Exercise directions |
All that should appear is the line containing "the ceiling vent?" and the lines after it in the records below, each reproduced exactly.

Supplied records |
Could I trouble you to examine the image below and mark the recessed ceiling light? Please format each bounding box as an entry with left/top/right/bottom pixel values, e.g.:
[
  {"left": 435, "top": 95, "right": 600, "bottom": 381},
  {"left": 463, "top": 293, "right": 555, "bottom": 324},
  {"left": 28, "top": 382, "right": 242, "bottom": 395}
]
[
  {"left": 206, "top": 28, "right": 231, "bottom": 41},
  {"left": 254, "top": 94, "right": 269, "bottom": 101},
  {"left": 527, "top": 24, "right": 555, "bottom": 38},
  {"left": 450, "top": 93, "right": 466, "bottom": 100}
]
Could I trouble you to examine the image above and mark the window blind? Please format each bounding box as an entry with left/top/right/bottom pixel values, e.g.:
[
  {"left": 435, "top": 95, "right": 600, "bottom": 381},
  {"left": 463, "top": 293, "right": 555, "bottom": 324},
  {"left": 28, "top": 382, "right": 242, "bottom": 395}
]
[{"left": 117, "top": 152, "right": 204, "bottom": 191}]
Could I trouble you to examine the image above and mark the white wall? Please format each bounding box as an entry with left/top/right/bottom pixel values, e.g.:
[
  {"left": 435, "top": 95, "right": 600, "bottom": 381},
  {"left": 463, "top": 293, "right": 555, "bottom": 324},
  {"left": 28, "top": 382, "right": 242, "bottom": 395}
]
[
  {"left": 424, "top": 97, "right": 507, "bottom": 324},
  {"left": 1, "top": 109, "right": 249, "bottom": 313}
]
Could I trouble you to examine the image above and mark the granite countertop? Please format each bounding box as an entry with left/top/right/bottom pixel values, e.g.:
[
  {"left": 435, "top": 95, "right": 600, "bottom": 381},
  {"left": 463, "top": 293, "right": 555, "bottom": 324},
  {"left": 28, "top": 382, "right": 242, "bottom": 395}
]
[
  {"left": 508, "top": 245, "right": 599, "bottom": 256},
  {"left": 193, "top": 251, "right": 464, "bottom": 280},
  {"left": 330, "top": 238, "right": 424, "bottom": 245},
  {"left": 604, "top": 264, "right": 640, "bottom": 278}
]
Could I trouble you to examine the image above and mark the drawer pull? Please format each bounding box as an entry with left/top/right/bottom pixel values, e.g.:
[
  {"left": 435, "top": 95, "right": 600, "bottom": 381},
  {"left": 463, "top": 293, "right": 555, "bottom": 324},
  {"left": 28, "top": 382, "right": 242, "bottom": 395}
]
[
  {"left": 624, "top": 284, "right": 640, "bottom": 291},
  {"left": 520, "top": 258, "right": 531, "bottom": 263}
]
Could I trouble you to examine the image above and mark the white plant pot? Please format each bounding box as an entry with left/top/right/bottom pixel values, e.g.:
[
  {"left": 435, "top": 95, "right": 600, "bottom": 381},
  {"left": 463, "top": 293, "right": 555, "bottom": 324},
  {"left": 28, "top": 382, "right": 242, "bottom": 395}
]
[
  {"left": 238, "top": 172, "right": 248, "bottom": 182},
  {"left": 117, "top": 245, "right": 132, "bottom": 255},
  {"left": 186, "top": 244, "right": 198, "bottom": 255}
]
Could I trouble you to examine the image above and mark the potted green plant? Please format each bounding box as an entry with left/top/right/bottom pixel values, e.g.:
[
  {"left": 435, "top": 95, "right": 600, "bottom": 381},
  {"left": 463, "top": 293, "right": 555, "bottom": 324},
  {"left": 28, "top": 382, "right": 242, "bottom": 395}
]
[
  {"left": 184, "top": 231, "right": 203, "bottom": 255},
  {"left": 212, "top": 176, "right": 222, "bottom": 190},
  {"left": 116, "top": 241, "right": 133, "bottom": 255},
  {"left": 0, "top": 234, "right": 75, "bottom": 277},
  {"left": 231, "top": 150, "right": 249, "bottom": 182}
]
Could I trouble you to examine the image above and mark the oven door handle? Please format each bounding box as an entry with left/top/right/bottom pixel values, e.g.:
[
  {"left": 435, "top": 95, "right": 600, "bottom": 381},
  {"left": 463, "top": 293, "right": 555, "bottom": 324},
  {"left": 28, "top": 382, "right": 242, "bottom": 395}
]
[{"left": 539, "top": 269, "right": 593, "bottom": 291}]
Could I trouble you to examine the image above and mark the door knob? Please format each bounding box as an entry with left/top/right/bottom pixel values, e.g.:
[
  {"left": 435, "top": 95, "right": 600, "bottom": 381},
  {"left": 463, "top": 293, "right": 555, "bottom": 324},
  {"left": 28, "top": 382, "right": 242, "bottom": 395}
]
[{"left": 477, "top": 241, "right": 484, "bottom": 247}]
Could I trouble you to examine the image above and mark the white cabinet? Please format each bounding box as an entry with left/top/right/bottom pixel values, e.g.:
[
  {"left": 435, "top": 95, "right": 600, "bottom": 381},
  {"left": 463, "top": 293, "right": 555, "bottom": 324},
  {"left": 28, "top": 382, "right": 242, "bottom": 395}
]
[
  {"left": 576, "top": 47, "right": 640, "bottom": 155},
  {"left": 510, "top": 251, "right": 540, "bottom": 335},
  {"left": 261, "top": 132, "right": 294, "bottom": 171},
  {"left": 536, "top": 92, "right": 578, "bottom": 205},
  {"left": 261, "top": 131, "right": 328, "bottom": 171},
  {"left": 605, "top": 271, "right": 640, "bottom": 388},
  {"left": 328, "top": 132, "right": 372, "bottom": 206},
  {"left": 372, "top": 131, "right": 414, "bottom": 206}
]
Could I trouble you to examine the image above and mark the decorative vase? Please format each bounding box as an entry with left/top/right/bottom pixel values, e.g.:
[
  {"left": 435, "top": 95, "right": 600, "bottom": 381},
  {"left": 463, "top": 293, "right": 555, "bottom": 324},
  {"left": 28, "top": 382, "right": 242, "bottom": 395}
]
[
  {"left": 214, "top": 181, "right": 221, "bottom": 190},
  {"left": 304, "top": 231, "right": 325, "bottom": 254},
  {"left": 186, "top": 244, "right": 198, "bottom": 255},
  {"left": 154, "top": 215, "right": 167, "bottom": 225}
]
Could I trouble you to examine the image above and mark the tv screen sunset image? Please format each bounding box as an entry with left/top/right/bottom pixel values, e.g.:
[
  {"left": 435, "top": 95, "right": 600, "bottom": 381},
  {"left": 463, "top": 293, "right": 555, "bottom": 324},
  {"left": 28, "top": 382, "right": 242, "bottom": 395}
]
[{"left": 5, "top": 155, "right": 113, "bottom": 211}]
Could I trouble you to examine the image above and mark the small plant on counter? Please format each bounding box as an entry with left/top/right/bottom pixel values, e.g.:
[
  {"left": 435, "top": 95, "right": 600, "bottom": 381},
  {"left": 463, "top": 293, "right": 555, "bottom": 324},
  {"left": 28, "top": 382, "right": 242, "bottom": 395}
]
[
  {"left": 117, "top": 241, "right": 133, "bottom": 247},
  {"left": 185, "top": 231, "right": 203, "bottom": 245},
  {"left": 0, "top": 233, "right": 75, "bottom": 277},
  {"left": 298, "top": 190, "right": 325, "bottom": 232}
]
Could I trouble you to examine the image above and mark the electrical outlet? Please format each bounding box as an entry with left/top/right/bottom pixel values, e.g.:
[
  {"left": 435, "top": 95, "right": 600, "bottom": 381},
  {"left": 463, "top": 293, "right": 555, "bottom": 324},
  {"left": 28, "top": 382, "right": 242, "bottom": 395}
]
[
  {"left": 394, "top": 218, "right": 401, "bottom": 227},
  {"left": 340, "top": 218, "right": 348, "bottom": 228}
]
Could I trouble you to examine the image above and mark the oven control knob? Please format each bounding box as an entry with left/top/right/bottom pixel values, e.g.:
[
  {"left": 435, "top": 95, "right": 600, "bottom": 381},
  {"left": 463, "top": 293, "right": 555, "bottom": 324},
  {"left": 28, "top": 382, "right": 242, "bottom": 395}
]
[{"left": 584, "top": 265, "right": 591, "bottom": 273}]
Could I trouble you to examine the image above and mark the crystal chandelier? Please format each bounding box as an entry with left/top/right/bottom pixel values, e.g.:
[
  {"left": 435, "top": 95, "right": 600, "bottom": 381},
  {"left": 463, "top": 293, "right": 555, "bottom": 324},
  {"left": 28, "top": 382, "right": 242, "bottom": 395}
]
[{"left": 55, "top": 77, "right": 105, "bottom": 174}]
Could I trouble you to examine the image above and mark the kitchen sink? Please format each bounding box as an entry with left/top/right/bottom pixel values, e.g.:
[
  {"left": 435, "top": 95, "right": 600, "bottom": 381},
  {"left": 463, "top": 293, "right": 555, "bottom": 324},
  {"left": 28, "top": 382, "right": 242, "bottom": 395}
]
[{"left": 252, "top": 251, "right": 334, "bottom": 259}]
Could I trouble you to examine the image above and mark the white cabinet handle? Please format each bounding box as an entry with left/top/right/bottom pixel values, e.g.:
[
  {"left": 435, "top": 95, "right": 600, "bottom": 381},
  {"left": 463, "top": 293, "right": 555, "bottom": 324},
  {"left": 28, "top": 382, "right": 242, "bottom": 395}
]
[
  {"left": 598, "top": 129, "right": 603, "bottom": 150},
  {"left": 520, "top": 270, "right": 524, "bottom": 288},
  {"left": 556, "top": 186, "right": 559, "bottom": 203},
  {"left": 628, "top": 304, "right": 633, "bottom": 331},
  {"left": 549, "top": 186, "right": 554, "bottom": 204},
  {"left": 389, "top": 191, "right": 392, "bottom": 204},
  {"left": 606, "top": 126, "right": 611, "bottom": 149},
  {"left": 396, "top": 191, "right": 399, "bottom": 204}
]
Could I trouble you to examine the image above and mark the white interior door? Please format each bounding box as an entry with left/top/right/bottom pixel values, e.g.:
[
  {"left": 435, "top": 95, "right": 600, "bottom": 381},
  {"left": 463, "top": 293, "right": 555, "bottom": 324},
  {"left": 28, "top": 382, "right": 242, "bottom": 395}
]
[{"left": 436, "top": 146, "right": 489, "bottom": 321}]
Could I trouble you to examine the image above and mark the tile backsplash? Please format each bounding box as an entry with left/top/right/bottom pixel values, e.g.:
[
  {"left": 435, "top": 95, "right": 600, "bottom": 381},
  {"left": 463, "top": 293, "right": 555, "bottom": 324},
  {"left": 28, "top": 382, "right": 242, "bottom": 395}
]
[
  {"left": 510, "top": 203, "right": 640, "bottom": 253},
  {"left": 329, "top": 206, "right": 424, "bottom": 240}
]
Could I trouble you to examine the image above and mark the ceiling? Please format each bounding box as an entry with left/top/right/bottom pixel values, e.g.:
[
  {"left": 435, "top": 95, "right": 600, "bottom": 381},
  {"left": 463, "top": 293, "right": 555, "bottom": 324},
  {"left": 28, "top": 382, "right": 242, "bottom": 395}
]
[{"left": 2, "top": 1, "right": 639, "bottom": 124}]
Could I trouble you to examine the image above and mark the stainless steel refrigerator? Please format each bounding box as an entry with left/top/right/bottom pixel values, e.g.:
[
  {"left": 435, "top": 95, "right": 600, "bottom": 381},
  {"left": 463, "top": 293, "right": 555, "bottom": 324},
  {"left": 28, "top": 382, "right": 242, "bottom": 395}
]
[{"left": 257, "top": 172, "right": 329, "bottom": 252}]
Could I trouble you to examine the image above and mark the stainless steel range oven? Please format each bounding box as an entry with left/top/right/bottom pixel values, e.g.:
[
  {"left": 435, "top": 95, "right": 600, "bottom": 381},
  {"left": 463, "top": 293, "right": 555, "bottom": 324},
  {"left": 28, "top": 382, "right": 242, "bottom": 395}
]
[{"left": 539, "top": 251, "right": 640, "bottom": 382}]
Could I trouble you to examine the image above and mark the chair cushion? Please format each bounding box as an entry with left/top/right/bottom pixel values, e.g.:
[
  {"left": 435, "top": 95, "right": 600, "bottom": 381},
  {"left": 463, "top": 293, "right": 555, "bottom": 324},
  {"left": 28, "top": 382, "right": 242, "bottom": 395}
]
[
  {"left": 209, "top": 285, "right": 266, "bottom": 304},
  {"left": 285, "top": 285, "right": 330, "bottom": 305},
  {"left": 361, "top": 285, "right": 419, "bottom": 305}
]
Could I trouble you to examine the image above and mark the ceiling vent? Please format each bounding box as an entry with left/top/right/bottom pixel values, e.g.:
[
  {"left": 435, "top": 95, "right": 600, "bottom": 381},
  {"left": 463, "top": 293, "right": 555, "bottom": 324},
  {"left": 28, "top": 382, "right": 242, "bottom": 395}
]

Answer space |
Could I trouble you to examine the image above and mark the ceiling vent? Please format each bounding box as an entry with left/top/right/bottom pixel values, e.g.:
[
  {"left": 435, "top": 95, "right": 600, "bottom": 381},
  {"left": 463, "top": 293, "right": 555, "bottom": 324},
  {"left": 28, "top": 382, "right": 242, "bottom": 395}
]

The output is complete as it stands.